• Stated goal
Only the lines from the line containing "Exercise. For every instance of the beard, find" to the end of the entries should be repeated, exactly as they appear.

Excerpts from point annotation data
□ □ □ □ □ □ □
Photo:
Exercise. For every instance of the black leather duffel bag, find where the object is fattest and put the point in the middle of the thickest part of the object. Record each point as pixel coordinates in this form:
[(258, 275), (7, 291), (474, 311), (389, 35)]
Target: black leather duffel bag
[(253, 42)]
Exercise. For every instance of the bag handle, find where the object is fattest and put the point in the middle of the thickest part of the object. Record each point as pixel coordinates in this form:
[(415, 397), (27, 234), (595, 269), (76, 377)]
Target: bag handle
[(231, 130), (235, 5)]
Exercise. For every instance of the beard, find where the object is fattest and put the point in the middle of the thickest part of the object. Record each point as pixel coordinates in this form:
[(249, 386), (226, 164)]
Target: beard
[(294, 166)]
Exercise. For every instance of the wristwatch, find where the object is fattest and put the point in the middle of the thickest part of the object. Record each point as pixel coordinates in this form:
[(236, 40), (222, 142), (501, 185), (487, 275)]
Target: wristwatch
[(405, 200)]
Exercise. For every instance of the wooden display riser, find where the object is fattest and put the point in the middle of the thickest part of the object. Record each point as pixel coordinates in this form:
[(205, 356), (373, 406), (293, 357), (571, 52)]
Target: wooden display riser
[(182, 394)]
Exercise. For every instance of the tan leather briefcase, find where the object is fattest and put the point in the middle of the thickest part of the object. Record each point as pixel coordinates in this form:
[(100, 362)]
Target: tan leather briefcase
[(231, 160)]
□ □ □ □ □ □ □
• In response
Exercise. For every instance of the beard, find where the object is fattest and put the point in the middle of the thickest part of the object. Record each point as pixel coordinates in this form:
[(249, 386), (226, 164)]
Target: beard
[(294, 166)]
Exercise. For every instance of the wristwatch, find where the object is fattest and put the point in the middle of the thickest part of the object. Record each point as pixel coordinates in this form:
[(236, 40), (222, 142), (501, 185), (487, 275)]
Target: wristwatch
[(405, 200)]
Exercise. For every instance of the wooden display riser, find where the object is fattest and put the point in the middle of the thickest part of the object. Record each point as pixel coordinates in this form:
[(205, 356), (373, 406), (293, 357), (571, 52)]
Target: wooden display riser
[(182, 394)]
Exercise. For every instance of the tan leather briefcase, find where the object is fattest and put the point in the middle of the thickest part of the object. Record each point as pixel coordinates in this form:
[(100, 362)]
Target: tan leather briefcase
[(231, 160)]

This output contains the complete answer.